* **Supplied passage**
════

Localization of SNAT1 in the Cerebral Cortex

SNAT1 is Expressed by all GABAergic Neurons Besides Pyramidal Cells

Robust SNAT1 expression has been detected in cultures of glutamatergic neurons (Varoqui et al., 2000; Armano et al., 2002) and SNAT1 mRNA has been observed in numerous glutamatergic neurons (Varoqui et al., 2000; Chaudry et al., 2002b). The present in situ studies of SNAT1 protein expression in the cerebral cortex show that most pyramidal neurons, which use an excitatory amino acid, in all likelihood Glu, as neurotransmitter (Conti et al., 1987, 1989), are SNAT1+, thus fully supporting the notion that SNAT1 is expressed by glutamatergic neurons.

SNAT1 expression in GABAergic neurons has been proposed on the basis of in situ hybridization studies of the distribution of SNAT1 mRNA in the CNS and of glutamine- and MeAIB-induced depolarization of hippocampal interneurons (Varoqui et al., 2000; Chaudry et al., 2002b) and of the presence of SNAT1+ GABAergic neurons, e.g. Purkinje cells in the cerebellum (Mackenzie et al., 2003). Here, we have shown that SNAT1 protein is indeed expressed in all GABAergic neurons of the cerebral cortex.

In Both Glutamatergic and GABAergic Neurons, SNAT1 is Localized to the Somatodendritic Compartment

The localization of SNAT1 at axon terminals may provide a valuable clue as to the role of SNAT1 in synaptic function; however, previous studies are inconclusive: Armano et al. (2002) showed that in both developing and mature cultured hippocampal neurons SNAT1, but not SNAT2, colocalizes with the synaptic vesicle protein synaptobrevin/VAMP2, whereas in a general mapping study of paraffin-embedded sections from rat brain, Mackenzie et al. (2003) reported that in several brain areas SNAT1 ir does not colocalize with synaptophysin.

In the cerebral cortex, SNAT1 ir is prominent in neuronal perikarya but is also observed in puncta throughout the cortical mantle. We have shown here that virtually none of these puncta coexpress synaptophysin, which is expressed in 90–95% of all axon terminals (Jahn et al., 1985; Wiedenmann and Franke, 1985). More importantly, when seeking SNAT1+ axon terminals at the electron microscope, we detected only four of them out of several thousands. Overall, these studies show that in the cerebral cortex in situ axon terminals do not express SNAT1. Whether the difference between the present results and those of Armano et al. (2002) depends on the different preparations used or on regional differences remains to be determined.

Whereas cytoplasmic accumulation of SNAT1 in cortical neurons does not per se rule out the possibility of its action at axon terminals, the simultaneous observation of cytoplasmic labeling, lack of axon terminal labeling and, most importantly, intense dendritic labeling suggests that SNAT1 either does not participate in the synaptic recycling of Glu and GABA or that it does so in a way that is not predicted by the classic glutamate–glutamine cycle. Thus, one of the crucial findings of this study, i.e. the striking somatodendritic localization of SNAT1 at both glutamatergic and GABAergic neurons, raises some doubts on the ‘synaptic’ role of SNAT1, on the validity of the concept of the ‘Gln–Glu’ cycle and/or on our understanding of Gln uptake (see below).

════

* **Provided information**
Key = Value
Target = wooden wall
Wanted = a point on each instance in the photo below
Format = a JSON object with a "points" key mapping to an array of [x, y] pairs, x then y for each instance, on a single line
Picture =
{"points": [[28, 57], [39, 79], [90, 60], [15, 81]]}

════

* **Exercise requirements**
1. In the SNAT1 localization passage, which observations lead the authors to doubt that SNAT1 takes part in the synaptic recycling of Glu and GABA as the classic glutamate–glutamine cycle predicts?
2. From the SNAT1 localization passage, extract the stretch from "Localization of SNAT1 in" through "by glutamatergic neurons.".

* **Numbered responses**
1. The authors point to three observations seen together in cortical neurons: cytoplasmic labeling, no labeling of axon terminals, and, most importantly, intense dendritic labeling. Taken together, these suggest that SNAT1 either does not take part in synaptic recycling of Glu and GABA or does so in a way the classic glutamate–glutamine cycle does not predict.

2.
Localization of SNAT1 in the Cerebral Cortex

SNAT1 is Expressed by all GABAergic Neurons Besides Pyramidal Cells

Robust SNAT1 expression has been detected in cultures of glutamatergic neurons (Varoqui et al., 2000; Armano et al., 2002) and SNAT1 mRNA has been observed in numerous glutamatergic neurons (Varoqui et al., 2000; Chaudry et al., 2002b). The present in situ studies of SNAT1 protein expression in the cerebral cortex show that most pyramidal neurons, which use an excitatory amino acid, in all likelihood Glu, as neurotransmitter (Conti et al., 1987, 1989), are SNAT1+, thus fully supporting the notion that SNAT1 is expressed by glutamatergic neurons.